====== Input for this task ======

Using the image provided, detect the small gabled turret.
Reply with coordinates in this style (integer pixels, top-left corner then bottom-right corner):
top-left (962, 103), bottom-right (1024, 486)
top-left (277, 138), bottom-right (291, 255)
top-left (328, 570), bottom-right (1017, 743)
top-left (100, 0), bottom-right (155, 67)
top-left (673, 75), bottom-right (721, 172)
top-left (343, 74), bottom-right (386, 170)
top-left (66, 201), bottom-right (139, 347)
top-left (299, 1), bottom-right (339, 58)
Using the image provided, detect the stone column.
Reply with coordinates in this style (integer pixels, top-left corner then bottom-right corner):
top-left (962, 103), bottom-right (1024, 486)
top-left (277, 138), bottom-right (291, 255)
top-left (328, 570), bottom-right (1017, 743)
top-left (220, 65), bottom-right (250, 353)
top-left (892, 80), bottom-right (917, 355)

======
====== Input for this task ======

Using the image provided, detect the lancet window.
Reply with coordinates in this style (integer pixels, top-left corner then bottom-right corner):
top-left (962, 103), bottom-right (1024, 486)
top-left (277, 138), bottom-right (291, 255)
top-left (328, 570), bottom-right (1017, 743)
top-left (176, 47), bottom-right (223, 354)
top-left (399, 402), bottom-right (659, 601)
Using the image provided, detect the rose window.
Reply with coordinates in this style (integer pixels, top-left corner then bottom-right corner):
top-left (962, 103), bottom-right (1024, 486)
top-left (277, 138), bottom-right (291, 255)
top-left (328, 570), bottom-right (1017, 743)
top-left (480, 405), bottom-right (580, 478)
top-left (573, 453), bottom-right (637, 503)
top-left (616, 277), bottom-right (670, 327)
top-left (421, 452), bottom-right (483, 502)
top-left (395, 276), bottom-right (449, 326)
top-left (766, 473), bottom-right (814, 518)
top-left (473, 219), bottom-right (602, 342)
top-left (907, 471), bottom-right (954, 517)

======
====== Input for this task ======

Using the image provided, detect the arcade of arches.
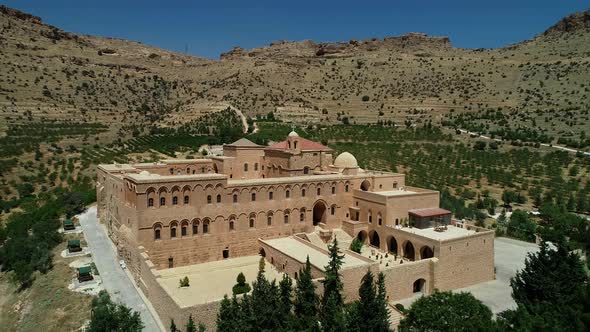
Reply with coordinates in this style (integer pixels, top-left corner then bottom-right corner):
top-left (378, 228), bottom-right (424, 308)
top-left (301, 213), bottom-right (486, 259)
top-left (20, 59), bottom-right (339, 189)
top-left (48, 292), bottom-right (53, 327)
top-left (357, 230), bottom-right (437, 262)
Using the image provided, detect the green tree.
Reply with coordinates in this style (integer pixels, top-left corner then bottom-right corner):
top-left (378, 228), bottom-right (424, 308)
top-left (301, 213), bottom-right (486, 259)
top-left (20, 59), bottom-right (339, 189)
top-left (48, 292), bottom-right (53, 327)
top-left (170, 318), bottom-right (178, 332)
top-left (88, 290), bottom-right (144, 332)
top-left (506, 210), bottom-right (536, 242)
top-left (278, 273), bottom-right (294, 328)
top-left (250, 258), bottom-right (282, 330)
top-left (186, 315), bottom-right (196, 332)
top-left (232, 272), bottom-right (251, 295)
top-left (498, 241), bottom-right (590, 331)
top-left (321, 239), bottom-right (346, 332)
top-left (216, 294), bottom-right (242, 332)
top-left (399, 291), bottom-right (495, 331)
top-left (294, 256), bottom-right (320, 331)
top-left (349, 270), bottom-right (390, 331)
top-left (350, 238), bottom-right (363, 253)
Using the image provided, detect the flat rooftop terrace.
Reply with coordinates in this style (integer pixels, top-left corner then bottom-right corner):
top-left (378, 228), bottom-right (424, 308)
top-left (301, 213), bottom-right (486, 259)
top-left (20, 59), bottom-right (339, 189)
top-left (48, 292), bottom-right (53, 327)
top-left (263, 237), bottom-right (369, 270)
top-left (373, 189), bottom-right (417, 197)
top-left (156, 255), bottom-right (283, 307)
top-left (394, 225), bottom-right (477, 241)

======

Task instructions: Find and copy each line of the data where "Using" is present.

Response:
Using the image provided, detect the small gabled turret.
Using the image provided, detect the stone column.
Using the image provided, detect the lancet window.
Using the image provided, detect the rose window.
Using the image provided, detect the arcade of arches.
Using the image provided, detect the green tree.
Using the image provided, detect the flat rooftop terrace.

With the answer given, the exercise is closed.